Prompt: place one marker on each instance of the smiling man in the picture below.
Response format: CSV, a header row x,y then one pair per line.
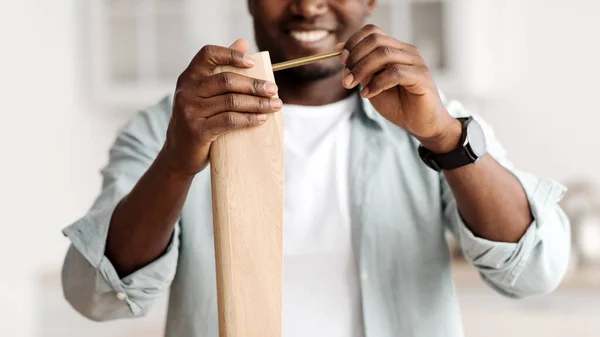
x,y
378,167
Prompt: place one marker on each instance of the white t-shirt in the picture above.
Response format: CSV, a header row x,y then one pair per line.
x,y
321,290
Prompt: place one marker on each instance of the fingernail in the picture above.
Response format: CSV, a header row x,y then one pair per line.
x,y
276,103
271,88
344,56
364,92
348,81
249,60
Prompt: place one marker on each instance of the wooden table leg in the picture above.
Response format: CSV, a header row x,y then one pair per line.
x,y
247,192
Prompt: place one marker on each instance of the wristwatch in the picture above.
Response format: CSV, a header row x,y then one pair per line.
x,y
472,147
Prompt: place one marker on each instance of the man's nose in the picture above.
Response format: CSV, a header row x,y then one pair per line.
x,y
309,8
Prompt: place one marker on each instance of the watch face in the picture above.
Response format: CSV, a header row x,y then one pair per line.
x,y
476,138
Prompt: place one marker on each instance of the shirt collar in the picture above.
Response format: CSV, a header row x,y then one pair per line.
x,y
369,114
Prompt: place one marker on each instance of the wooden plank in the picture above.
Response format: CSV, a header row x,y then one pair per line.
x,y
247,192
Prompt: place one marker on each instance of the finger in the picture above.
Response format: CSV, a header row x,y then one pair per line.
x,y
374,62
237,103
228,82
211,57
360,35
412,78
382,44
240,45
229,121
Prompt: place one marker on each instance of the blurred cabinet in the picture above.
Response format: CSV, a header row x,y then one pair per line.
x,y
138,47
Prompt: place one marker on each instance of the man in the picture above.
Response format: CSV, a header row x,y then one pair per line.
x,y
365,217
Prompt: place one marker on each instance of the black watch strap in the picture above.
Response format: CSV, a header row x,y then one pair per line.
x,y
454,159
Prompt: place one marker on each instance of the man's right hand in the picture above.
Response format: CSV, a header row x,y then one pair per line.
x,y
207,106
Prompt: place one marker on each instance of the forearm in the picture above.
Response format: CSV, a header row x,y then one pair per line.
x,y
491,200
142,224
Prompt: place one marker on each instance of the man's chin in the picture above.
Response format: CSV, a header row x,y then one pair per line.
x,y
312,72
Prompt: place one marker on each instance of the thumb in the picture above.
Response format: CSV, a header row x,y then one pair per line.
x,y
240,45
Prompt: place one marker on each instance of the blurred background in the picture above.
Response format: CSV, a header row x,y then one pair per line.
x,y
73,71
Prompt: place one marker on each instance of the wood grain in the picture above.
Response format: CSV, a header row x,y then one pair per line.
x,y
247,192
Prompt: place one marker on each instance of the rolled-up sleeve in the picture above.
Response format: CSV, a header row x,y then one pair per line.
x,y
90,282
538,262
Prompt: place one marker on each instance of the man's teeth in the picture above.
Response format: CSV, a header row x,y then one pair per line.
x,y
309,36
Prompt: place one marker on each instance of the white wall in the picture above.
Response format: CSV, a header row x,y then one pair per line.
x,y
545,57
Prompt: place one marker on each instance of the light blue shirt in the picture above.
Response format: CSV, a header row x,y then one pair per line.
x,y
400,210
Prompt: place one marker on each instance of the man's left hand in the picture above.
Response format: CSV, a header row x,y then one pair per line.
x,y
400,86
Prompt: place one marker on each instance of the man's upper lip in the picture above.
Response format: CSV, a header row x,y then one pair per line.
x,y
307,28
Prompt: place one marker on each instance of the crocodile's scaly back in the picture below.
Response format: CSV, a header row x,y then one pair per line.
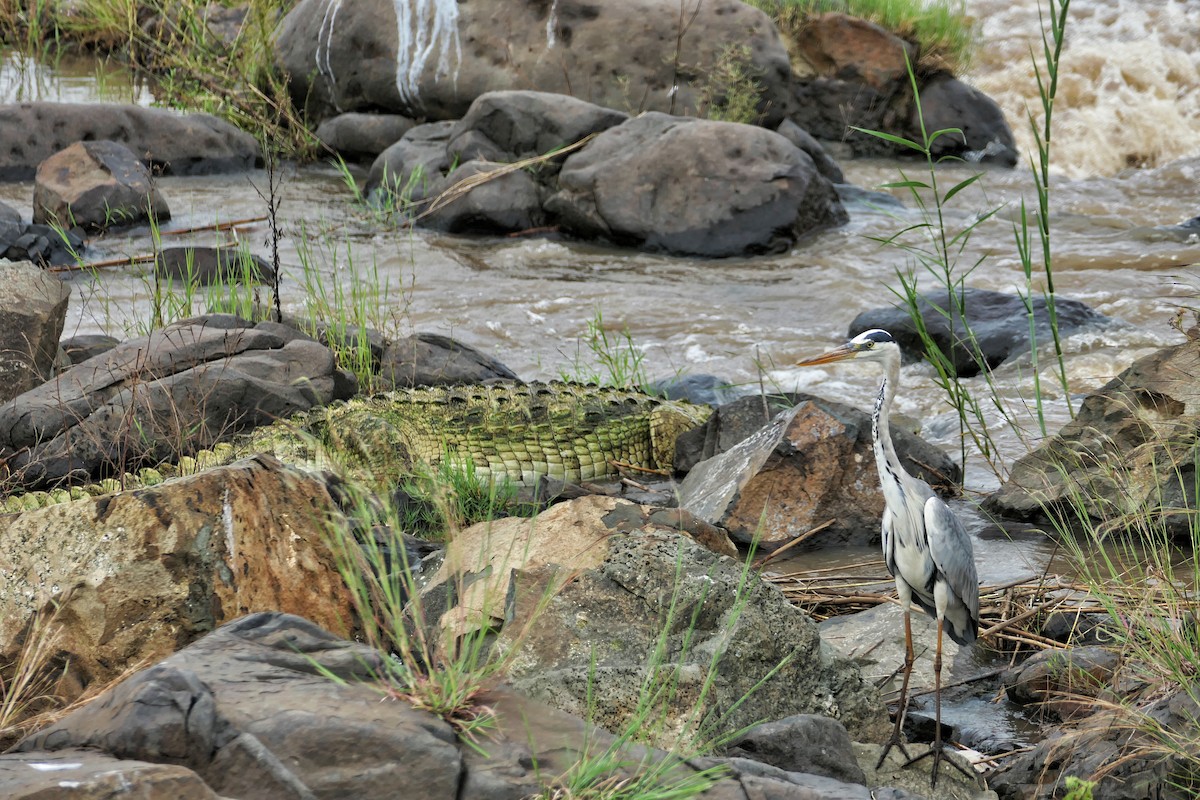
x,y
516,431
508,429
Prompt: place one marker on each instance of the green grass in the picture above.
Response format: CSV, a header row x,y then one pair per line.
x,y
941,29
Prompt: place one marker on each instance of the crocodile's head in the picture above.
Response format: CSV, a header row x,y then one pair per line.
x,y
669,421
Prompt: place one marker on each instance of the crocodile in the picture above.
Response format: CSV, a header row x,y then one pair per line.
x,y
505,429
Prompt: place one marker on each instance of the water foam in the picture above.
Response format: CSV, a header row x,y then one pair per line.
x,y
1129,85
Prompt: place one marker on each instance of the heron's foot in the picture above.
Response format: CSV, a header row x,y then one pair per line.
x,y
894,741
939,753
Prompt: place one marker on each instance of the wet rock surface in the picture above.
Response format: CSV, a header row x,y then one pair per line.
x,y
96,185
191,144
187,384
999,320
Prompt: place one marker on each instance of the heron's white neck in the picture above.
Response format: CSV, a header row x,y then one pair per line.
x,y
886,458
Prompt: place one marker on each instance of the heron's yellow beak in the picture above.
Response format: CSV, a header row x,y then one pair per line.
x,y
838,354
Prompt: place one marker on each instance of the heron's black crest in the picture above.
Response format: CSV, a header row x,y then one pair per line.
x,y
877,336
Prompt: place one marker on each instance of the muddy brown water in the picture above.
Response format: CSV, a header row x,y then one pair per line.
x,y
1127,161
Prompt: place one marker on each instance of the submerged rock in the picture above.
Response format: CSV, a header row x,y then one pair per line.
x,y
694,187
433,60
999,320
169,143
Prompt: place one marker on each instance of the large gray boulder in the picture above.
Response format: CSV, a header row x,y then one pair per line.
x,y
999,322
33,311
96,185
433,59
694,187
589,649
172,144
154,398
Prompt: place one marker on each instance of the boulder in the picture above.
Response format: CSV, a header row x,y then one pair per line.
x,y
805,142
999,320
803,743
1065,684
85,346
96,185
153,398
10,226
473,583
47,246
407,170
91,775
432,60
208,265
1129,753
507,126
33,311
361,137
852,73
810,468
169,143
137,575
693,187
481,197
251,713
433,360
663,611
1128,455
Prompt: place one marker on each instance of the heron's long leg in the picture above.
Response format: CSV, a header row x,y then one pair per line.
x,y
937,751
909,659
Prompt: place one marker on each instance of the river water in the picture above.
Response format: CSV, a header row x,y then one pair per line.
x,y
1126,164
1126,160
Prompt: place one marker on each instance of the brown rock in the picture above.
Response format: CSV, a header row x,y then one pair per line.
x,y
95,185
481,559
813,469
849,48
142,573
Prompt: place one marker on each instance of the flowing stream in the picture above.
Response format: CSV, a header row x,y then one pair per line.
x,y
1126,168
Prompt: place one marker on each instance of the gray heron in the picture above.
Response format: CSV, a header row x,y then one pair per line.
x,y
925,547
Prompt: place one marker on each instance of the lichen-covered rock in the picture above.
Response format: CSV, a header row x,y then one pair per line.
x,y
1128,455
153,398
171,143
816,470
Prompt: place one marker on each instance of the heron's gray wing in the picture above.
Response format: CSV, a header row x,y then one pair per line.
x,y
949,545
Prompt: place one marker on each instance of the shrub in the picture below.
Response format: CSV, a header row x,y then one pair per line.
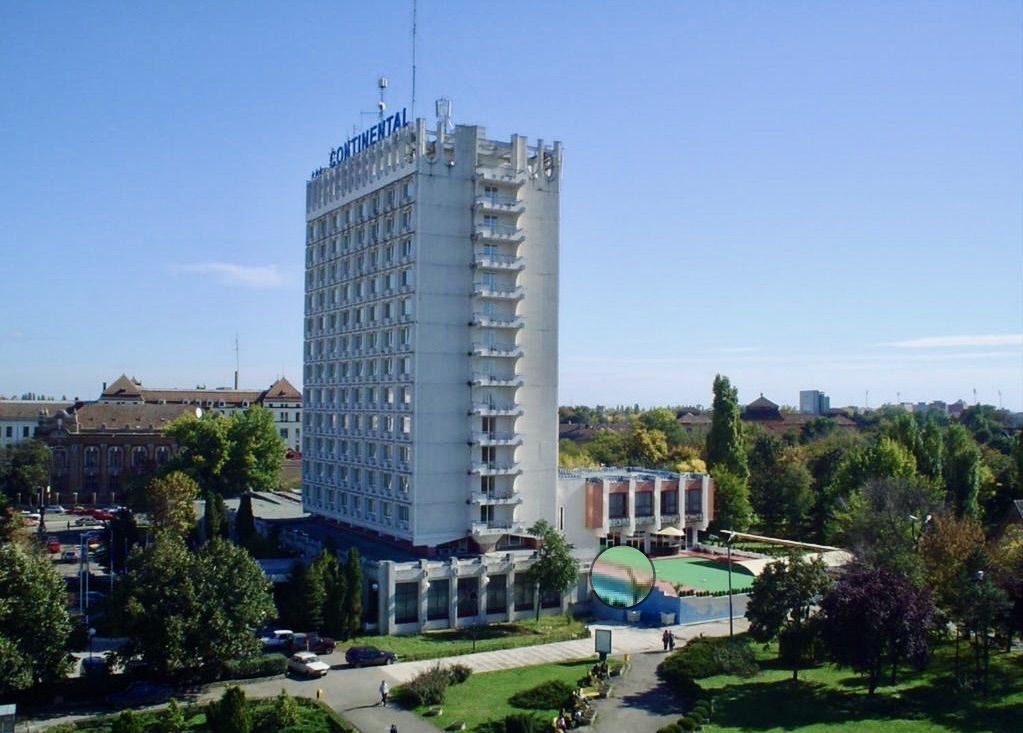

* * * *

--- Set task ---
State how many lines in the rows above contain the string "gray", matching case exactly, and give only the number.

--- Full solution ---
3